Given passage =>
----------

9.5 Without limiting its other rights or remedies, the Supplier may terminate the Contract with immediate effect by giving written notice to the Customer if the customer commits a material breach of its obligations under this Contract and (if such breach is remediable) fails to remedy that breach within 20 Business days after receipt of notice in writing to do so;
9.6 Without limiting its other rights or remedies, the Supplier may terminate the Contract with immediate effect by giving written notice to the Customer if the Customer provides to the Supplier, or requests that the Supplier creates, any item which contains or refers to any Prohibited Content.
9.7 Without limiting its other rights or remedies, the Supplier may terminate the Contract with immediate effect by giving written notice to the Customer if the Customer makes or causes to be made any comment (be it verbal or written) that a director of the Supplier considers in their absolute discretion to be averse to the interests of the Supplier or to be derogatory in nature or tone.
9.8 Without limiting its other rights or remedies, the Supplier may suspend the supply of Services under the Contract or any other contract between the Customer and the Supplier if the Customer fails to pay any amount due under this Contract on the due date for payment, the Customer becomes subject to any of the events listed in clause 9.3(a) to clause 9.3(l), or the Supplier reasonably believes that the Customer is about to become subject to any of them.
9.9 On termination of the Contract for any reason:
(a) the Customer shall immediately pay to the Supplier all of the Supplier’s outstanding unpaid invoices and interest and, in respect of any sums due under the Contract which would have been invoiced by the Supplier in accordance with clause 5 above but for the termination of the Contract but for which no invoice has yet been submitted, the Supplier shall submit an invoice, which shall be payable by the Customer immediately on receipt;
(b) the Customer shall indemnify the Supplier for any and all losses, costs, damages and expenses suffered or incurred by the Supplier as a result of the termination of the Contract including indemnifying the Supplier for all of it’s legal costs and disbursements incurred in enforcing the terms of this agreement and/or the recovery of any unpaid debt due by the Customer under Clause 9.9(a) above;
(c) The Supplier shall, in its absolute discretion, be entitled to immediately resell the Services to a third party without restriction or liability vis a vis the Customer and the Customer hereby warrants not to interfere or attempt to interfere with any such resale;
(d) the accrued rights and remedies of the parties as at termination shall not be affected, including the right to claim damages in respect of any breach of the Contract which existed at or before the date of termination or expiry; and
(e) clauses which expressly or by implication have effect after termination shall continue in full force and effect.

----------

Aim of the exercise => Retype the stretch of the contract termination clauses from "9.5 Without limiting" through "any Prohibited Content." word for word.

Data excerpt =>

----------

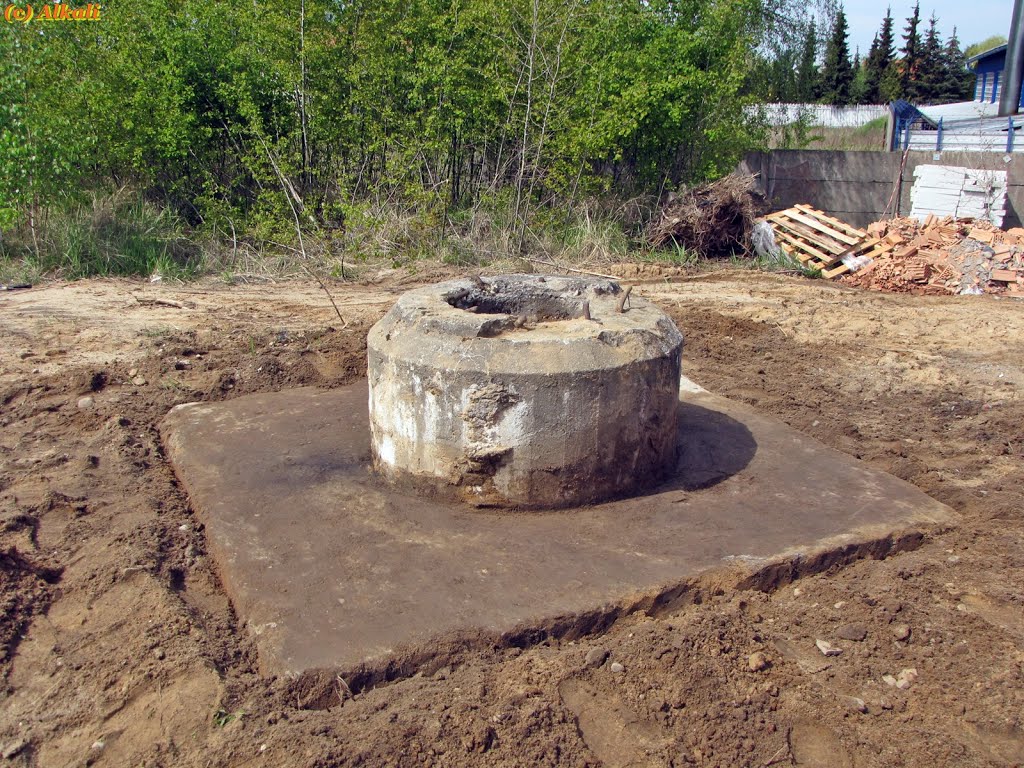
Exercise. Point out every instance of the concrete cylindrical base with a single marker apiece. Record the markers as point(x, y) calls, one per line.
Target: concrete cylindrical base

----------

Result =>
9.5 Without limiting its other rights or remedies, the Supplier may terminate the Contract with immediate effect by giving written notice to the Customer if the customer commits a material breach of its obligations under this Contract and (if such breach is remediable) fails to remedy that breach within 20 Business days after receipt of notice in writing to do so;
9.6 Without limiting its other rights or remedies, the Supplier may terminate the Contract with immediate effect by giving written notice to the Customer if the Customer provides to the Supplier, or requests that the Supplier creates, any item which contains or refers to any Prohibited Content.